TASK TO CARRY OUT: Reproduce, word for word, everything in the tanker market call transcript below from "And then I think, as" down to "in the market?".

SELECTED EXCERPT:
START

Josh Katzeff - Analyst
This is Josh Katzeff on for Justin. Just wanted to maybe touch upon the market in your outlook. So I guess members of Frontline Ltd.'s management has been fairly outspoken about their longer-term negative expectations for the tanker market. Can you guys go into maybe your thoughts on the market in -- for the back half of 2011 and into [2012]?
Jens Martin Jensen - CEO
Well, I think, if I speak for myself, not from what our management and the Board have said, but I think that we have seen a more active market, more listings are taking place. But of course, we need certain economies, mainly the American economy to come back on track, so we can have some more long-haul demand. But of course, the biggest factor is, of course, right now how many ships will be delivered into the market. Of course, if the full order book will be delivered on time, that will, of course, take some digesting to absorb that.
And then I think, as we have mentioned, to jumpstart the market, it would be good to take some ships out. It could be voluntary laying up or somebody is buying and laying them up, or more scrapping but I think you probably need both to really move the market.
Josh Katzeff - Analyst
With regard to ships being laid up and maybe put into longer-term idle, is that possible to happen before kind of the Q4? Or are owners just sitting there waiting for possibly a rally and want to keep their ships active in the market?
Jens Martin Jensen - CEO
I think right now you're not seeing many owners putting ships into lay-ups. It's very difficult to put a VLCC into a six-month lay-up and then resume trading again or continue trading again -- you will lose various approvals and so on, so that could be quite costly to do that. But of course, you could take newbuildings straight into lay-up and that could be an alternative to look at that.
Josh Katzeff - Analyst
Got it. And I guess with regard to some of the asset sales. I guess, in the release, there was talk of trying to reduce your -- some of your fixed costs on loss-making vessels. What was the rationale on the sale-leaseback? I guess it was sold at a good price of $67 million, but with the charter back at $32,000 a day, that seems like it's going to be generating a loss and it's above your cash breakeven.
Jens Martin Jensen - CEO
If we had not sold the ship, the rate would be higher. This was a ship we had on charter, on a [KG] lease with a time charter rate much higher than $32,500. So we actually got some relief there at the same time we cashed in. So we are quite happy with that transaction.
Josh Katzeff - Analyst
Got it. Just one quick question. Can you go to maybe some of the uses for the OBOs that you mentioned? Provide some more color on that?
Jens Martin Jensen - CEO
Well, we are working on various projects right now. I prefer not to mention specifics, but we will take them away from trading if this happens.
Josh Katzeff - Analyst
Got it. Thank you for your time.
Operator
Fotis Giannakoulis, Morgan Stanley.

END

SUPPLIED DATA:
START

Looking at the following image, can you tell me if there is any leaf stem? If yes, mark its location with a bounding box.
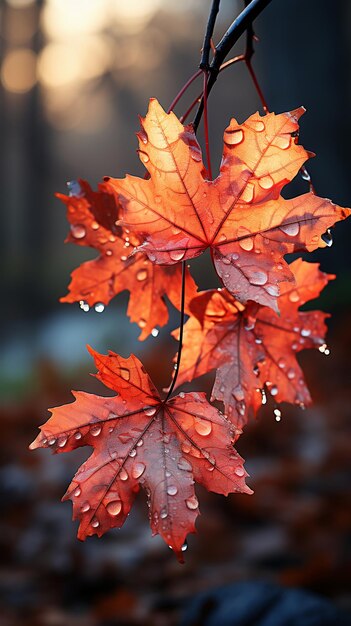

END

WRITTEN SOLUTION:
And then I think, as we have mentioned, to jumpstart the market, it would be good to take some ships out. It could be voluntary laying up or somebody is buying and laying them up, or more scrapping but I think you probably need both to really move the market.
Josh Katzeff - Analyst
With regard to ships being laid up and maybe put into longer-term idle, is that possible to happen before kind of the Q4? Or are owners just sitting there waiting for possibly a rally and want to keep their ships active in the market?